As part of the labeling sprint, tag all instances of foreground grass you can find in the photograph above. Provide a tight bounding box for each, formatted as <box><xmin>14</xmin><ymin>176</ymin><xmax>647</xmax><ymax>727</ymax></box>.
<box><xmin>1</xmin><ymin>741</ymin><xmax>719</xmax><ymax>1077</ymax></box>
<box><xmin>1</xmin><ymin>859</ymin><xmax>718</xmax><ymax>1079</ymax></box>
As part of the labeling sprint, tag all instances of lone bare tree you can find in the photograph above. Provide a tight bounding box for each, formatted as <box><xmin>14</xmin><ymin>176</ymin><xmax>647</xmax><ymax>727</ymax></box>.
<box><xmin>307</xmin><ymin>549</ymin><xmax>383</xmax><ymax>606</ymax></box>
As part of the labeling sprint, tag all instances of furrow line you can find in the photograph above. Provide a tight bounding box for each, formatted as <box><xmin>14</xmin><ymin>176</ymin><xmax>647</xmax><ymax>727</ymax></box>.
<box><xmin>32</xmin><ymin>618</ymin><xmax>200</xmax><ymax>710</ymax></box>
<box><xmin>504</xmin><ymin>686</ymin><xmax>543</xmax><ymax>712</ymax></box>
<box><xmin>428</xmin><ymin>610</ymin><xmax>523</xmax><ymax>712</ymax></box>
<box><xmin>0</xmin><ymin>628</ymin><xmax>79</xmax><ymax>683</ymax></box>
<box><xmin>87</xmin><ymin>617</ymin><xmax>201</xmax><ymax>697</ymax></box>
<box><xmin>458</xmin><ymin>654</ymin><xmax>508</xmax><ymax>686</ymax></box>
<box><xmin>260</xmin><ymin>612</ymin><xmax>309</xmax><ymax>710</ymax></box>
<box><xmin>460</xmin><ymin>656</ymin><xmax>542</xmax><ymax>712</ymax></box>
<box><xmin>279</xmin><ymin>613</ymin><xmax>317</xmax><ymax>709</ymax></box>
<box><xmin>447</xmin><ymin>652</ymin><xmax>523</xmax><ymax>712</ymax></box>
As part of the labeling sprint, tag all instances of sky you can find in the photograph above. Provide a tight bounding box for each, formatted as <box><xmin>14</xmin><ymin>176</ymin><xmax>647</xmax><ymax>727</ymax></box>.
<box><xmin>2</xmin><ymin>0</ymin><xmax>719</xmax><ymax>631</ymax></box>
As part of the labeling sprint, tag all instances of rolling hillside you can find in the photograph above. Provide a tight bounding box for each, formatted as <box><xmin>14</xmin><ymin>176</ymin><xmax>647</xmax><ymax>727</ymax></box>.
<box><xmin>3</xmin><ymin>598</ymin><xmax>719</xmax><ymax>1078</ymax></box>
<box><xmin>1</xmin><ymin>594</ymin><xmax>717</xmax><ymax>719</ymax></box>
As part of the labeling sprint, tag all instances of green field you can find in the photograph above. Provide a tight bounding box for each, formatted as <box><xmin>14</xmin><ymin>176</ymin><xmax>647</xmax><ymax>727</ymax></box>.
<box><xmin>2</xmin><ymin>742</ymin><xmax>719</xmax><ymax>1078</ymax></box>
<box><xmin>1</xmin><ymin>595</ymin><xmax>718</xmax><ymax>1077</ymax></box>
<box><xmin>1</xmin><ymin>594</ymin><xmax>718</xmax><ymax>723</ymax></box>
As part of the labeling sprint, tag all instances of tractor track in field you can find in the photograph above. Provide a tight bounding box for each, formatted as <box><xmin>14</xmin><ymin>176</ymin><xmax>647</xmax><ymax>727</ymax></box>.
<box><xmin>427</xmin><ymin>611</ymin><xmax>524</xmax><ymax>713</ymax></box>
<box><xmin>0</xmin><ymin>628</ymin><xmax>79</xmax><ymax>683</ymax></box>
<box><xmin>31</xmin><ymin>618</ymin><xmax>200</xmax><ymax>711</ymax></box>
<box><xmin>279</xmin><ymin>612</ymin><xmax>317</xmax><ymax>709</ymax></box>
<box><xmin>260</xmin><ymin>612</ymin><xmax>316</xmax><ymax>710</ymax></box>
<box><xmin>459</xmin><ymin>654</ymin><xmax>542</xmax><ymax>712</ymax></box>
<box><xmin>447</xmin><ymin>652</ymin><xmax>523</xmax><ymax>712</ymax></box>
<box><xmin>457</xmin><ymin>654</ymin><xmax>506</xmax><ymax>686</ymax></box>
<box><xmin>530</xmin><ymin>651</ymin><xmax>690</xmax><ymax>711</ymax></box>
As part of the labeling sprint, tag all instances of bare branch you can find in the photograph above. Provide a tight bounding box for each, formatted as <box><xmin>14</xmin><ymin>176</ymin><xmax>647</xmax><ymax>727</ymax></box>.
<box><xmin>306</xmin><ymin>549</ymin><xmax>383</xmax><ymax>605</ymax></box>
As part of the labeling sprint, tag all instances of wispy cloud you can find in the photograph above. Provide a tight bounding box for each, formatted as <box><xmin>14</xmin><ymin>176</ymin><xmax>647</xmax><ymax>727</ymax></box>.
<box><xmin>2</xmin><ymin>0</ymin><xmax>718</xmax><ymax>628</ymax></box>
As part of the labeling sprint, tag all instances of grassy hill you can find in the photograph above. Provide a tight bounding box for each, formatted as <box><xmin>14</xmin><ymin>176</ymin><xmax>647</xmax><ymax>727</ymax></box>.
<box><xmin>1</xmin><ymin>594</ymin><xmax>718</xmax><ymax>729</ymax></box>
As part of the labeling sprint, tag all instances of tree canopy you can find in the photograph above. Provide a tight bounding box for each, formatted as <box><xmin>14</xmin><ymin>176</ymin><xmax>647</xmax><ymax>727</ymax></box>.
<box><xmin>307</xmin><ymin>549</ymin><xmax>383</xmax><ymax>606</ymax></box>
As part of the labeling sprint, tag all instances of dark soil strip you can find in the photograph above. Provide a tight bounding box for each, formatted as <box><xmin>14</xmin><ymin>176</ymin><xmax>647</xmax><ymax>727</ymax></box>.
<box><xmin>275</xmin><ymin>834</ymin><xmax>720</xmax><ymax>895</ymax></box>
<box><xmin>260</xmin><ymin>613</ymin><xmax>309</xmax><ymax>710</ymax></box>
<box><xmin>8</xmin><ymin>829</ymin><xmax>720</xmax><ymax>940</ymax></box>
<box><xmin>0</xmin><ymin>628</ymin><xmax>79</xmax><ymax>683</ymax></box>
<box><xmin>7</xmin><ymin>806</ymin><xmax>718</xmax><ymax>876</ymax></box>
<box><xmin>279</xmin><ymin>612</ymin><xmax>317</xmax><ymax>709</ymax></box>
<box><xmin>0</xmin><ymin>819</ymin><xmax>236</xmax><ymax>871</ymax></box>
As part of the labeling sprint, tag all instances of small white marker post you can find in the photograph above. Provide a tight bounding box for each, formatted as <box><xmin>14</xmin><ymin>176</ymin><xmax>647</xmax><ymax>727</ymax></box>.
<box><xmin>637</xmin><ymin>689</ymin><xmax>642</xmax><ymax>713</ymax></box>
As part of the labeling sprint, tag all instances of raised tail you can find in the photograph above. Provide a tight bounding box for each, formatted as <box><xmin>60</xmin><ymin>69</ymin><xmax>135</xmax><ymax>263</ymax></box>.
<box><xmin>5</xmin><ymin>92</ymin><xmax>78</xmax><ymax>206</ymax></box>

What is required:
Exact copies are needed of the line with "As part of the labeling sprint, tag all instances of raised" and each line after it through the end of the material above.

Written solution:
As part of the labeling sprint, tag all instances of raised tail you can find in the photograph above. Provide a tight bounding box for each, formatted as <box><xmin>60</xmin><ymin>69</ymin><xmax>135</xmax><ymax>263</ymax></box>.
<box><xmin>5</xmin><ymin>92</ymin><xmax>78</xmax><ymax>206</ymax></box>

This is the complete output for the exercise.